WRITTEN EXERCISE: Lay out every line of the material below as a Markdown table with the columns "No." and "Line", numbering the rows and skipping blank lines. Leave out the pictures.

DATA FOR THIS TASK:

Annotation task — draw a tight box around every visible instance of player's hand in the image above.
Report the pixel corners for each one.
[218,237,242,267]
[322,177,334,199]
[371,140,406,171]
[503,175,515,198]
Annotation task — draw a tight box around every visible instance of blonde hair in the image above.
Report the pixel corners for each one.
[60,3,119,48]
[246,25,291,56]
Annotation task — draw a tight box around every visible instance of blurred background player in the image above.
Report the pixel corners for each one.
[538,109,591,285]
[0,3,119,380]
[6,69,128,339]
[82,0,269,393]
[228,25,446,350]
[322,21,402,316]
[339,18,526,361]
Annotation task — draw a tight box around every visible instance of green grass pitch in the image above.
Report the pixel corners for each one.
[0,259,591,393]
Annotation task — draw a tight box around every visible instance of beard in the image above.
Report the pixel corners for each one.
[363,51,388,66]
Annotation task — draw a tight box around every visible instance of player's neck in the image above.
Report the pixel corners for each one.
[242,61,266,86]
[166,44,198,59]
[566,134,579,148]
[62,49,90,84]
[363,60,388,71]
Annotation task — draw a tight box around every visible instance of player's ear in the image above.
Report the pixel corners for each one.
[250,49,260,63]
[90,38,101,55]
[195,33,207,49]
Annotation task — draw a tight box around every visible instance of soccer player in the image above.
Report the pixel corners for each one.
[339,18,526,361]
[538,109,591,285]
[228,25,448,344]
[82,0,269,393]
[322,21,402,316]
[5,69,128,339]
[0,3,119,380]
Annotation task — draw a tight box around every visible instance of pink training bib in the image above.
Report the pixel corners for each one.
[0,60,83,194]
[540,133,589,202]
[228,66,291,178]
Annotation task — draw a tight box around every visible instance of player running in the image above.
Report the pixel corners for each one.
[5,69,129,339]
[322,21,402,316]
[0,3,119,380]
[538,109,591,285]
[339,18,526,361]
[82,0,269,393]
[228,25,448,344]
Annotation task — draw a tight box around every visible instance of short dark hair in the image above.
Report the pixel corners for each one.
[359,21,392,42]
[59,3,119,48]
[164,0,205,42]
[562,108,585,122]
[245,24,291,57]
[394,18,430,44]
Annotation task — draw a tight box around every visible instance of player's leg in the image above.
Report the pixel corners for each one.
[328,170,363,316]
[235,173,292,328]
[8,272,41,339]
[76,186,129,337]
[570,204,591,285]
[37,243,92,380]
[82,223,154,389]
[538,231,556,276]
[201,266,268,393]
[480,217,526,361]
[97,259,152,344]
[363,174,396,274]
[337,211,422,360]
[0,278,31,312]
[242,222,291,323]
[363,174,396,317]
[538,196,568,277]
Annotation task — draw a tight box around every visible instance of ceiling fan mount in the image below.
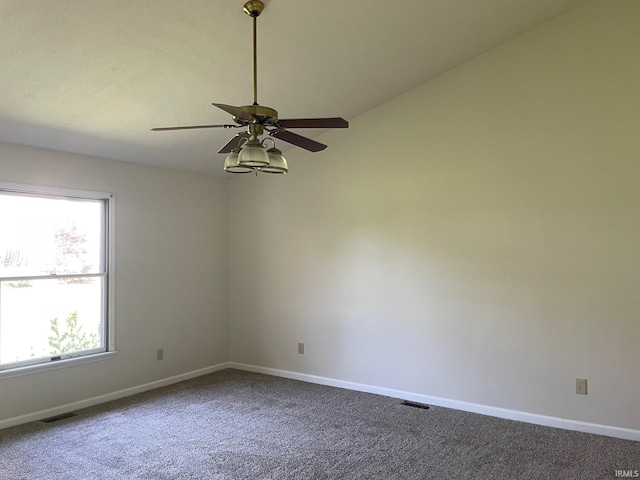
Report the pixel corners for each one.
[151,0,349,173]
[242,0,264,17]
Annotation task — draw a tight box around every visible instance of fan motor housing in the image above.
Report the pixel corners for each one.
[240,105,278,125]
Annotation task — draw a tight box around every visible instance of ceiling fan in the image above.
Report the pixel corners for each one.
[151,0,349,174]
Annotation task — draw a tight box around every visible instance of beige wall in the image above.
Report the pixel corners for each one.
[230,0,640,429]
[0,144,229,420]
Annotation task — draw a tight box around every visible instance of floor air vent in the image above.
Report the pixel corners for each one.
[401,400,430,410]
[40,412,77,423]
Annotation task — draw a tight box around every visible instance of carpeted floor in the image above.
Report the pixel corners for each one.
[0,370,640,480]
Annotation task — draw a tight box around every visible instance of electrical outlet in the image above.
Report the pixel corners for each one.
[576,378,587,395]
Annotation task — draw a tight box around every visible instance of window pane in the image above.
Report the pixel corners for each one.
[0,193,104,278]
[0,277,104,364]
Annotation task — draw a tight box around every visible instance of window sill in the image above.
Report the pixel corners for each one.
[0,351,118,380]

RESULT:
| No. | Line |
|---|---|
| 1 | Annotation task — draw a tight box around every visible instance of player's hand in the image above. |
| 2 | Report the pixel corners for each one. |
| 3 | [218,237,242,267] |
| 4 | [322,177,334,199] |
| 5 | [371,140,406,171] |
| 6 | [503,175,515,198] |
| 7 | Annotation task — draw a tight box around every visible instance of blonde hair in the image above. |
| 8 | Report the pixel corners for each one. |
| 9 | [60,3,119,48] |
| 10 | [246,25,291,56] |
| 11 | Annotation task — draw a tight box around every visible instance of blurred background player in the image above. |
| 12 | Report the pixel corners for each one. |
| 13 | [538,109,591,285] |
| 14 | [0,3,119,380] |
| 15 | [6,69,128,339] |
| 16 | [82,0,269,393] |
| 17 | [228,25,446,350] |
| 18 | [322,21,402,316] |
| 19 | [339,18,526,361] |
| 20 | Annotation task — draw a tight box around every visible instance of green grass pitch in the image above. |
| 21 | Report the pixel corners for each one. |
| 22 | [0,259,591,393] |
| 23 | Annotation task — draw a tight box around every visible instance of beard in the image above. |
| 24 | Report the pixel corners for each one. |
| 25 | [363,51,388,66] |
| 26 | Annotation task — draw a tight box around every visible instance of player's neck in the image above. |
| 27 | Report the pixel corners for each one. |
| 28 | [242,61,266,86] |
| 29 | [166,44,198,59] |
| 30 | [566,134,579,148] |
| 31 | [62,49,90,84] |
| 32 | [363,60,388,71] |
| 33 | Annotation task — draw a tight box around every visible instance of player's ear in the image above. |
| 34 | Report the pixel corners for each one. |
| 35 | [250,49,260,63] |
| 36 | [90,38,101,55] |
| 37 | [195,33,207,49] |
| 38 | Annotation task — draw a tight box around every visible instance of soccer player in the image above. |
| 39 | Report the pixel corners for each one. |
| 40 | [339,18,526,361] |
| 41 | [538,109,591,285] |
| 42 | [228,25,448,344] |
| 43 | [82,0,269,393] |
| 44 | [322,21,402,316] |
| 45 | [5,69,128,339] |
| 46 | [0,3,119,380] |
| 47 | Annotation task — draw a tight box around every visible instance of pink training bib in the image above. |
| 48 | Report the pixel corners for each one. |
| 49 | [0,60,83,194] |
| 50 | [540,133,589,202] |
| 51 | [228,66,291,178] |
| 52 | Annotation task — draw a tight box around every visible instance of player running in the image above. |
| 53 | Report the pixel corners for each one. |
| 54 | [5,69,129,339] |
| 55 | [322,21,402,316] |
| 56 | [0,3,119,380] |
| 57 | [538,109,591,285] |
| 58 | [339,18,526,361] |
| 59 | [82,0,269,393] |
| 60 | [228,25,448,344] |
| 61 | Annotation task — draw a tight box around every visible instance of short dark hair in the image above. |
| 62 | Report the pixel corners for each one. |
| 63 | [359,21,392,42] |
| 64 | [59,3,119,48] |
| 65 | [164,0,205,42] |
| 66 | [562,108,585,122] |
| 67 | [245,24,291,57] |
| 68 | [394,18,430,44] |
| 69 | Annotation task — draw a tight box around every visible instance of player's leg in the image above. |
| 70 | Report the pixel corners for each one. |
| 71 | [328,170,363,316] |
| 72 | [235,173,292,328] |
| 73 | [8,272,41,339] |
| 74 | [76,186,129,337] |
| 75 | [570,204,591,285] |
| 76 | [37,243,92,380] |
| 77 | [82,223,154,389] |
| 78 | [538,231,556,276] |
| 79 | [201,266,268,393] |
| 80 | [480,217,526,361] |
| 81 | [97,259,152,344] |
| 82 | [363,174,396,274] |
| 83 | [337,211,422,360] |
| 84 | [0,278,31,312] |
| 85 | [242,222,291,323] |
| 86 | [363,174,396,317] |
| 87 | [538,196,568,277] |
| 88 | Annotation task — draw a tight box around every visible instance of ceiling fan mount in the image below. |
| 89 | Report the pixel corners for each one. |
| 90 | [151,0,349,173] |
| 91 | [242,0,264,17] |
| 92 | Annotation task — draw a tight box around every visible instance of fan motor housing in the image above. |
| 93 | Report the pixel corners for each one. |
| 94 | [240,105,278,125] |
| 95 | Annotation task — draw a tight box around every visible instance of ceiling fan in the image above. |
| 96 | Report the pixel corners for each one. |
| 97 | [151,0,349,174] |
| 98 | Annotation task — draw a tight box around every visible instance of beige wall in the image above. |
| 99 | Report the pixel corners for each one. |
| 100 | [230,0,640,429] |
| 101 | [0,144,229,420] |
| 102 | Annotation task — draw a tight box around every visible instance of floor air vent in the image above. |
| 103 | Report the pixel corners for each one. |
| 104 | [401,400,430,410] |
| 105 | [40,412,77,423] |
| 106 | Annotation task — draw a tight box around every visible instance of carpeted floor in the image above. |
| 107 | Report the pixel corners for each one. |
| 108 | [0,370,640,480] |
| 109 | Annotation task — draw a tight box around every visible instance of electrical outlet in the image above. |
| 110 | Report the pixel corners for each one. |
| 111 | [576,378,587,395] |
| 112 | Annotation task — draw a tight box around every visible instance of window pane in the image above. |
| 113 | Report the pixel corners for each one. |
| 114 | [0,193,104,278] |
| 115 | [0,277,104,364] |
| 116 | Annotation task — draw a tight box around every visible instance of window sill in the image above. |
| 117 | Report the pixel corners for each one. |
| 118 | [0,351,118,380] |